DIRECTIVE 1
In the Aim experiment tracker page, what command installs Aim on a training environment?
DIRECTIVE 2
Continue the Aim experiment tracker page from the point where it stops.

PAGE EXTRACT
/aim

Aim — an easy-to-use and performant open-source experiment tracker.

Primary LanguageTypeScriptApache License 2.0Apache-2.0




Aim logs your training runs, enables a beautiful UI to compare them and an API to query them programmatically.


PyPI Package PyPI Downloads PyPI - Python Version Issues License


Integrate seamlessly with your favorite tools

About Aim

Aim is an open-source, self-hosted ML experiment tracking tool. Aim is good at tracking lots of (1000s) of runs and allowing you to compare them with a performant and beautiful UI.

You can use Aim not only through its UI but also through its SDK to query your runs' metadata programmatically for automations and additional analysis. Aim's mission is to democratize AI dev tools.

Getting Started in 3 Steps

Follow the steps below to get started with Aim.

1. Install Aim on your training environment

pip3 install aim

2. Integrate Aim with your code

Integrate your Python script
from aim import Run, Image, Distribution
  
# Initialize a new run
run = Run()

# Log run parameters
run["hparams"] = {
    "learning_rate": 0.001,
    "batch_size": 32,
}

# Log artefacts
for step in range(1000):
    # Log metrics
    run.track(loss_val, name='loss', step=step, context={ "subset": "train" })
    run.track(accuracy_val, name='acc', step=step, context={ "subset": "train" })
  
    # Log images
    run.track(Image(tensor_or_pil, caption), name='gen', step=step, context={ "subset": "train" })

    # Log distributions
    run.track(Distribution(tensor), name='gradients', step=step, context={ "type": "weights" })

See documentation here.

Integrate PyTorch Lightning
from aim.pytorch_lightning import AimLogger

# ...
trainer = pl.Trainer(logger=AimLogger(experiment='experiment_name'))
# ...

See documentation here.

Integrate Hugging Face
from aim.hugging_face import AimCallback

# ...
aim_callback = AimCallback(repo='/path/to/logs/dir', experiment='mnli')
trainer = Trainer(
    model=model,
    args=training_args,
    train_dataset=train_dataset if training_args.do_train else None,
    eval_dataset=eval_dataset if training_args.do_eval else None,
    callbacks=[aim_callback],
    # ...
)
# ...

See documentation here.

Integrate Keras & tf.keras
import aim

# ...
model.fit(x_train, y_train, epochs=epochs, callbacks=[
    aim.keras.AimCallback(repo='/path/to/logs/dir', experiment='experiment_name')

STORED DATA
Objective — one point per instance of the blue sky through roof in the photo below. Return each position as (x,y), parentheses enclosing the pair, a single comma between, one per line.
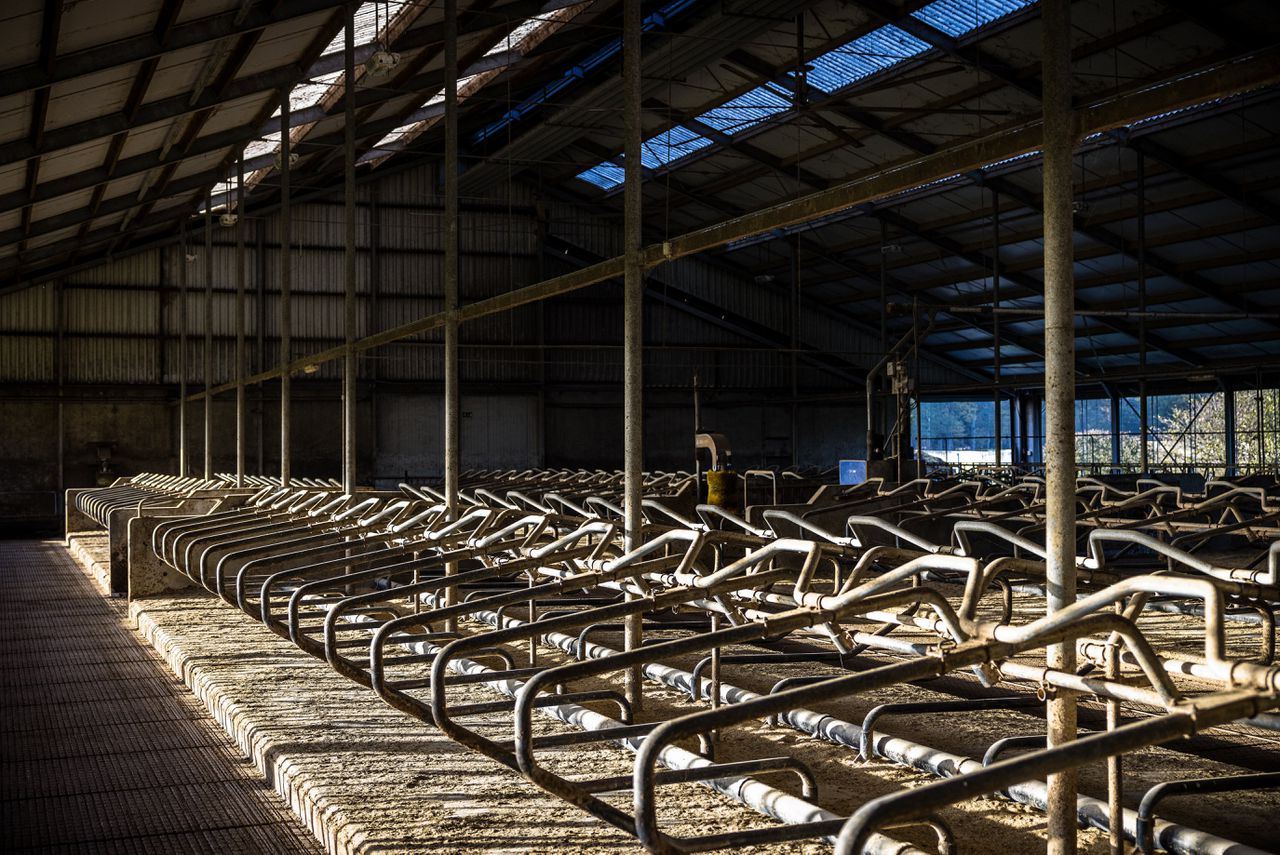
(671,145)
(748,109)
(855,60)
(603,175)
(960,17)
(863,56)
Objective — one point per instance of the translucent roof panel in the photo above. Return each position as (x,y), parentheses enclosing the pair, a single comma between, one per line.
(863,56)
(748,110)
(959,17)
(671,145)
(370,18)
(603,175)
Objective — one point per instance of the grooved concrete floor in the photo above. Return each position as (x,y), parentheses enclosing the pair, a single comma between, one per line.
(101,749)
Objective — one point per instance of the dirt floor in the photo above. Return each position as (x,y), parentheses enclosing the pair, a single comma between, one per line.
(375,780)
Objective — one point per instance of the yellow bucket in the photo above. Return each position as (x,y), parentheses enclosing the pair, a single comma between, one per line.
(722,489)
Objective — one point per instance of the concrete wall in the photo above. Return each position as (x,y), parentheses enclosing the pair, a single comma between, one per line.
(498,431)
(584,429)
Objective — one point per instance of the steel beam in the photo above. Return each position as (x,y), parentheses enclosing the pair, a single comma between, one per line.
(1230,78)
(126,51)
(452,394)
(286,316)
(632,319)
(1059,142)
(208,351)
(348,325)
(241,224)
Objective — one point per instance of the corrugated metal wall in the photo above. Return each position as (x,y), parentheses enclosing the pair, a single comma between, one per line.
(120,319)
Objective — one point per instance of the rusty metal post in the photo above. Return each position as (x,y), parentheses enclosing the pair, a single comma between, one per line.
(1143,419)
(182,352)
(995,319)
(241,429)
(286,293)
(209,334)
(632,309)
(1059,394)
(452,394)
(348,155)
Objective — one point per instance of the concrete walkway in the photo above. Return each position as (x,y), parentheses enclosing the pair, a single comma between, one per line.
(101,749)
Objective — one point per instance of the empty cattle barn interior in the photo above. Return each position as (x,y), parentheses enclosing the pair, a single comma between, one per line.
(617,425)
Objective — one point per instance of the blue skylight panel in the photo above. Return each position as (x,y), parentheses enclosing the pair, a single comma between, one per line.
(863,56)
(960,17)
(746,110)
(603,175)
(671,145)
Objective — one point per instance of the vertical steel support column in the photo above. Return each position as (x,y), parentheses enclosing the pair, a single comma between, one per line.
(241,430)
(452,396)
(1059,394)
(632,306)
(1115,429)
(209,334)
(795,350)
(1143,448)
(59,374)
(348,155)
(260,341)
(182,351)
(995,318)
(1228,429)
(915,373)
(286,293)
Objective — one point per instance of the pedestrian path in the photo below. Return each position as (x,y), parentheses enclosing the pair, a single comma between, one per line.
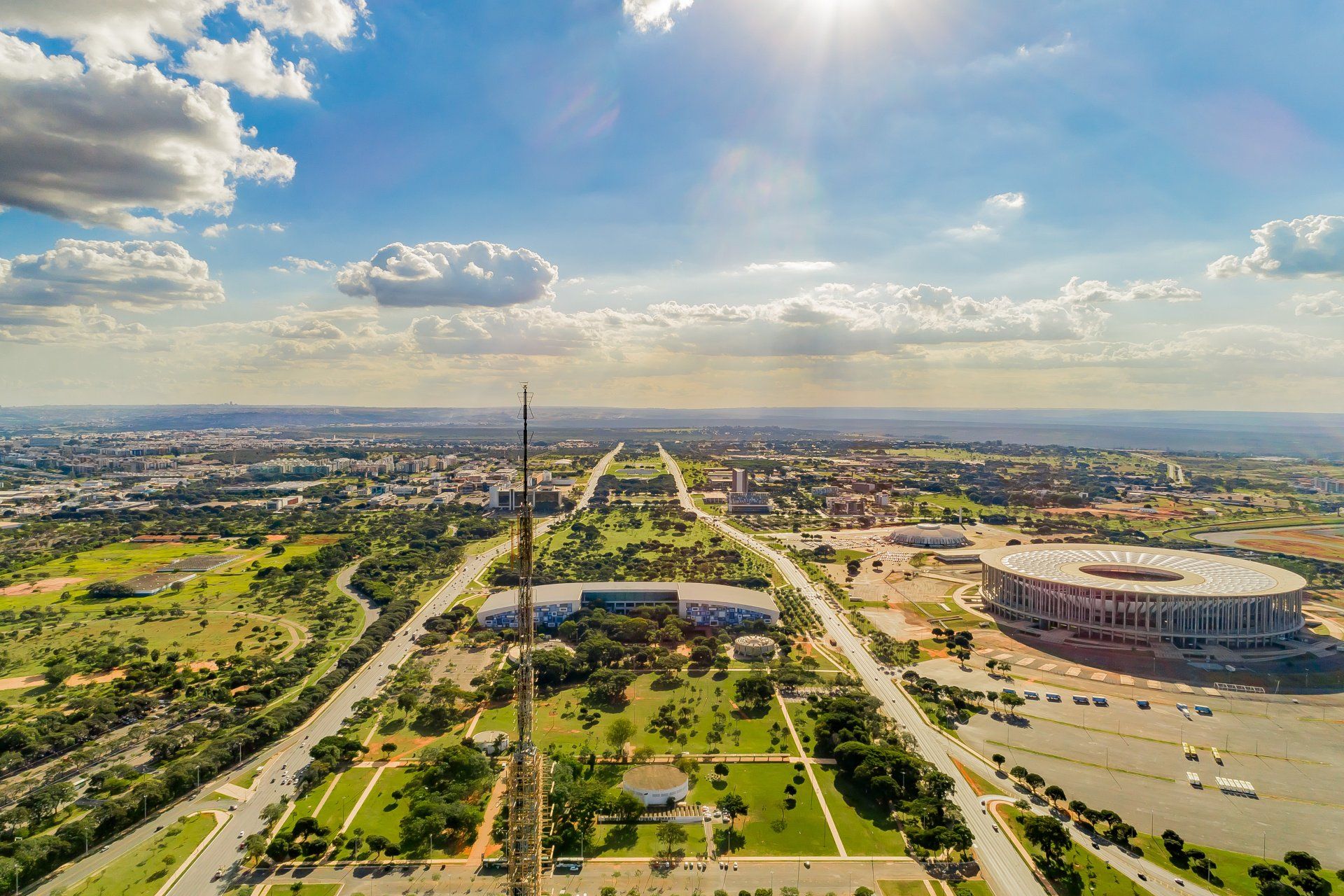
(359,804)
(812,777)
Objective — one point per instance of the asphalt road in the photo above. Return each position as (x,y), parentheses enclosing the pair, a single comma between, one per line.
(1000,862)
(216,868)
(819,876)
(1154,878)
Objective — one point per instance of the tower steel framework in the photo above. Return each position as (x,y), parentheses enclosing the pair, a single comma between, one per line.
(524,783)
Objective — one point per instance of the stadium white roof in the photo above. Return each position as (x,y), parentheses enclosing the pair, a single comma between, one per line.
(679,592)
(1142,570)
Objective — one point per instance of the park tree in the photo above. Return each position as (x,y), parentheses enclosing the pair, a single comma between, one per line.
(619,734)
(753,690)
(671,834)
(733,805)
(1049,834)
(628,808)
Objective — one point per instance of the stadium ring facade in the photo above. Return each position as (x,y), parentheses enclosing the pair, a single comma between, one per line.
(698,602)
(1144,596)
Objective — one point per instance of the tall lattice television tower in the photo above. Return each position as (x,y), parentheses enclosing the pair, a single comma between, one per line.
(524,782)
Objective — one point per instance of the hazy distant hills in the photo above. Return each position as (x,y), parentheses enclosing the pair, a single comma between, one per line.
(1257,433)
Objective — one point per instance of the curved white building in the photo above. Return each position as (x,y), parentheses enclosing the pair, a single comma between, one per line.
(656,785)
(698,602)
(930,535)
(755,647)
(1144,596)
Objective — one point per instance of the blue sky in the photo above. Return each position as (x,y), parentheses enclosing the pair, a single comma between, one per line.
(663,203)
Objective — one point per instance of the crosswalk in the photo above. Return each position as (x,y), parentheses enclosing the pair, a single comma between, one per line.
(1077,672)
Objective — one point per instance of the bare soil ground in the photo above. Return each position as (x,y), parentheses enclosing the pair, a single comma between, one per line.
(41,586)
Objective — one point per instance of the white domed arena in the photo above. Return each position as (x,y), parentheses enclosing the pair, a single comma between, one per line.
(1144,596)
(930,535)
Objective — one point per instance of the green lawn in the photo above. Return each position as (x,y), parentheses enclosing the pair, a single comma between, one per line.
(863,828)
(638,841)
(246,780)
(307,805)
(343,796)
(305,890)
(707,695)
(972,888)
(150,865)
(1086,874)
(398,727)
(771,828)
(382,813)
(1228,872)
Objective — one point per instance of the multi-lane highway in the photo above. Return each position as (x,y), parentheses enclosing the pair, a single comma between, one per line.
(216,865)
(1000,862)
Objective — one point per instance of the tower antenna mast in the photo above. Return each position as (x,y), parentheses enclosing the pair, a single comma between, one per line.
(524,783)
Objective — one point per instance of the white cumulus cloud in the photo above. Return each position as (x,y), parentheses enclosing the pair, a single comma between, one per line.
(1320,305)
(106,30)
(222,229)
(451,274)
(835,320)
(134,274)
(654,15)
(1310,246)
(1007,202)
(104,143)
(332,20)
(251,65)
(793,267)
(1096,292)
(295,265)
(979,230)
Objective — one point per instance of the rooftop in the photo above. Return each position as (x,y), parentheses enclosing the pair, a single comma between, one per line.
(1142,570)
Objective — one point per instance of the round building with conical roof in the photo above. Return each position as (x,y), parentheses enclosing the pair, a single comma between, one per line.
(930,535)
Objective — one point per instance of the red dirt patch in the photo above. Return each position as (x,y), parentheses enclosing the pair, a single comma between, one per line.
(41,586)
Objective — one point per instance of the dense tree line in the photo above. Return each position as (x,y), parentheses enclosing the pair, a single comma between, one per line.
(885,766)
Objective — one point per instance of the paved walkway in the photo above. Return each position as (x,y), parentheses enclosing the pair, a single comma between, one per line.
(359,802)
(812,777)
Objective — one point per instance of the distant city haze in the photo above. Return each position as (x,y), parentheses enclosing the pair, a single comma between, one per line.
(1264,433)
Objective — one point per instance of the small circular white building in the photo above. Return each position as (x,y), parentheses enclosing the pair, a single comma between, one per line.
(755,647)
(492,743)
(656,785)
(1144,596)
(930,535)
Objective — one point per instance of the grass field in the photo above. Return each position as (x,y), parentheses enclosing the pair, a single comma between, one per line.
(632,543)
(707,695)
(771,827)
(863,828)
(1086,872)
(29,652)
(972,888)
(398,727)
(382,812)
(209,618)
(343,797)
(638,841)
(150,865)
(902,888)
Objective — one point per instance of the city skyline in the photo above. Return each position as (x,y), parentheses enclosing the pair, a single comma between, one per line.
(846,202)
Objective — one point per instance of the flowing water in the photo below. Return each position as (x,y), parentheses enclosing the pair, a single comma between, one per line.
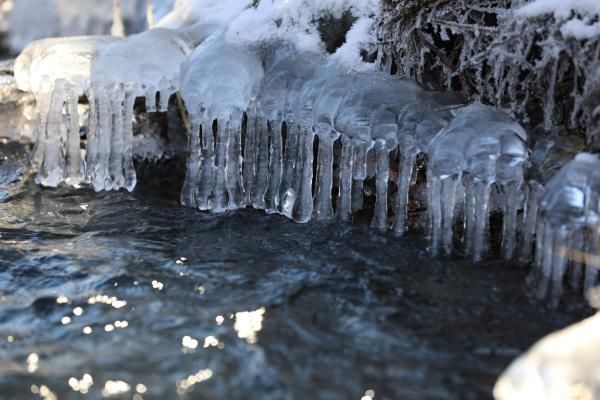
(131,296)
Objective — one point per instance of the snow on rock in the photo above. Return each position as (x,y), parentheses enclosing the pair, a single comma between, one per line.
(578,18)
(30,20)
(562,365)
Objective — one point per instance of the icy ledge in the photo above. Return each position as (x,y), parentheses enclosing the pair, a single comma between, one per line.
(294,133)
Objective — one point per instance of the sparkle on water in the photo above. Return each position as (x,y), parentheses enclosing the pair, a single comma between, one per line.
(134,297)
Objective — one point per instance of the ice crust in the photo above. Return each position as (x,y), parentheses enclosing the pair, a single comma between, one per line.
(562,365)
(296,132)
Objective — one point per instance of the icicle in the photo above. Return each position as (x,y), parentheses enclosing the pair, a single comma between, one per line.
(100,174)
(303,207)
(480,234)
(381,176)
(261,179)
(591,259)
(43,101)
(287,193)
(534,194)
(117,180)
(166,88)
(150,13)
(577,244)
(234,178)
(118,28)
(192,174)
(207,165)
(52,170)
(275,169)
(509,224)
(323,209)
(545,272)
(359,174)
(91,154)
(407,162)
(469,216)
(75,168)
(150,98)
(219,198)
(559,266)
(434,187)
(249,166)
(344,205)
(129,175)
(448,199)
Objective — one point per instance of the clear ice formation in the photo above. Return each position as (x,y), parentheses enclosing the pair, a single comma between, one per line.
(219,82)
(307,123)
(277,129)
(562,365)
(110,73)
(567,228)
(480,147)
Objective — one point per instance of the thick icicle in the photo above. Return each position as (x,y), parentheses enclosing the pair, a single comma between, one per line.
(225,99)
(489,147)
(234,168)
(569,208)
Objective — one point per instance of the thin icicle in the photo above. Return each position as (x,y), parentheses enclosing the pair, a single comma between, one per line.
(287,194)
(303,206)
(220,196)
(448,199)
(323,208)
(344,204)
(261,179)
(75,168)
(207,165)
(250,153)
(275,168)
(480,233)
(407,162)
(533,194)
(117,179)
(192,174)
(129,175)
(381,176)
(509,221)
(52,170)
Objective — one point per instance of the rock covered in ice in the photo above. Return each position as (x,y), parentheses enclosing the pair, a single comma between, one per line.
(485,146)
(568,230)
(206,12)
(219,81)
(563,365)
(30,20)
(149,61)
(47,60)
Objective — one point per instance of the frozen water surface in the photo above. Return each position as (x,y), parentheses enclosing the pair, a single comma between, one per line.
(129,289)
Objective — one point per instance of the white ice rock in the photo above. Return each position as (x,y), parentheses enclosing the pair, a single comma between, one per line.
(568,228)
(484,146)
(418,123)
(213,180)
(30,20)
(562,365)
(57,71)
(363,121)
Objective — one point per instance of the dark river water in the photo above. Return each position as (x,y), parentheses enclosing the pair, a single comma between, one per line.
(130,296)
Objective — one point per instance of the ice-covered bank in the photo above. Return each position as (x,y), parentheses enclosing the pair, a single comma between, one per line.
(290,115)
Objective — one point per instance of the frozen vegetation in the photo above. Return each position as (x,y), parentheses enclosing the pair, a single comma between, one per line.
(286,114)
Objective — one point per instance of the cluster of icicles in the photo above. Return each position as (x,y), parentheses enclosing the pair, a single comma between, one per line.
(296,134)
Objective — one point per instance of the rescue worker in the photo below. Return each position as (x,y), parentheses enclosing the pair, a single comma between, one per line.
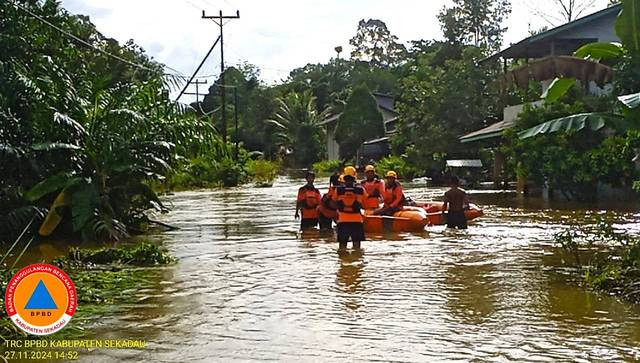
(374,188)
(393,195)
(308,201)
(456,201)
(350,199)
(327,210)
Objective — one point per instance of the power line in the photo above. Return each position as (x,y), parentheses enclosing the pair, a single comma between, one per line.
(219,20)
(79,40)
(198,69)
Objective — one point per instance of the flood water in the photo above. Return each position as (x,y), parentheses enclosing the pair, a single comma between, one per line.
(248,287)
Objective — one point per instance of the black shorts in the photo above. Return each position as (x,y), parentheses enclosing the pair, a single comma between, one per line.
(456,219)
(308,223)
(325,222)
(353,230)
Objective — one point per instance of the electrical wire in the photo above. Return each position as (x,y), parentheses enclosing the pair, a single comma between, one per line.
(81,41)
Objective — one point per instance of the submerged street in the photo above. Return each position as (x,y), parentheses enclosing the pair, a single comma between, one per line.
(248,286)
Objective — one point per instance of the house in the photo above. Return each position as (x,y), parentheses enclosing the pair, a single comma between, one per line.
(546,56)
(372,149)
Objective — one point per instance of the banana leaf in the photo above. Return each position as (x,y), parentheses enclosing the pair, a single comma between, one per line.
(631,101)
(51,146)
(628,26)
(592,121)
(599,51)
(558,88)
(50,185)
(54,218)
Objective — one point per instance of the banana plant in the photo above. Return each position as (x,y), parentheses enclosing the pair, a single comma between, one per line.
(627,115)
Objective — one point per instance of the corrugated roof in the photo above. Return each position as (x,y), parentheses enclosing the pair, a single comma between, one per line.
(515,50)
(491,131)
(470,163)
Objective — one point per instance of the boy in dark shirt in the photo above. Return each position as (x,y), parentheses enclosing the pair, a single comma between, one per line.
(455,201)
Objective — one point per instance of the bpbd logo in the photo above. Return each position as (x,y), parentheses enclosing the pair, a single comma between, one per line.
(40,299)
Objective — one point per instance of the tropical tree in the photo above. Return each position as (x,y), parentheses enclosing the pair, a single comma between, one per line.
(85,126)
(297,122)
(361,120)
(626,56)
(375,44)
(477,22)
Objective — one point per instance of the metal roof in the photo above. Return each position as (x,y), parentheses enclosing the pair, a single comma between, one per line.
(516,50)
(471,163)
(491,131)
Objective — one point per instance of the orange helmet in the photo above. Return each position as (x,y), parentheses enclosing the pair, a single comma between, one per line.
(350,170)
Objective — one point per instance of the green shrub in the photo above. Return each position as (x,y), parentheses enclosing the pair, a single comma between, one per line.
(144,254)
(263,172)
(327,166)
(203,172)
(399,165)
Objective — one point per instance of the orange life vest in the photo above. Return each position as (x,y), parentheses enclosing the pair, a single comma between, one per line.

EXERCISE OUTPUT 1
pip3 install aim

EXERCISE OUTPUT 2
    # Use aim.tensorflow.AimCallback in case of tf.keras
    aim.tensorflow.AimCallback(repo='/path/to/logs/dir', experiment='experiment_name')
])
# ...

See documentation here.

Integrate XGBoost
from aim.xgboost import AimCallback

# ...
aim_callback = AimCallback(repo='/path/to/logs/dir', experiment='experiment_name')
bst = xgb.train(param, xg_train, num_round, watchlist, callbacks=[aim_callback])
# ...

See documentation here.

3. Run the training as usual and start Aim UI

aim up

How to use Aim UI?

An overview of the major screens/ features of Aim UI

Runs explorer

Runs explorer will help you to holistically view all your runs, each metric last tracked values and tracked hyperparameters.

Features:

  • Full Research context at hand
  • Search runs by date, experiment, hash, tag or parameters
  • Search by run/experiment

Metrics explorer

Metrics explorer helps you to compare 100s of metrics within a few clicks. It helps to save lots of time compared to other open-source experiment tracking tools.

Features:

  • Easily query any metric
  • Group by any parameter
  • Divide into subplots
  • Aggregate grouped metrics (by conf. interval, std. dev., std. err., min/max)
  • Apply smoothing
  • Change scale of the axes (linear or log)
  • Align metrics by time, epoch or another metric

Images explorer

Track intermediate images and search, compare them on the Images Explorer.

Features:

  • Easily query any image
  • Group images by run parameters
  • Group images by step

Params explorer

Params explorer enables a parallel coordinates view for metrics and params. Very helpful when doing hyperparameter search.

Features:

  • Easily query any metrics and params
  • Group runs or divide into subplots
  • Apply chart indicator to see correlations

Single run page

Explore all the metadata associated with a run on the single run page. It's accessible from all the tables and tooltips.

Features:

  • See all the logged params of a run
  • See all the tracked metrics(including system metrics)

How to query logs programmatically

Use Repo object to query and access saved Runs.

Initialize a Repo instance:

from aim import Repo

my_repo = Repo('/path/to/aim/repo')

Repo class full spec.

Query logged metrics and parameters:

query = "metric.name == 'loss'" # Example query

# Get collection of metrics
for run_metrics_collection in my_repo.query_metrics(query).iter_runs():
    for metric in run_metrics_collection:
        # Get run params
        params = metric.run[...]
        # Get metric values
        steps, metric_values = metric.values.sparse_numpy()

See more advanced usage examples here.

Comparisons to familiar tools

Tensorboard

Training run comparison

Order of magnitude faster training run comparison with Aim

  • The tracked params are first class citizens at Aim. You can search, group, aggregate via params - deeply explore all the tracked data (metrics, params, images) on the UI.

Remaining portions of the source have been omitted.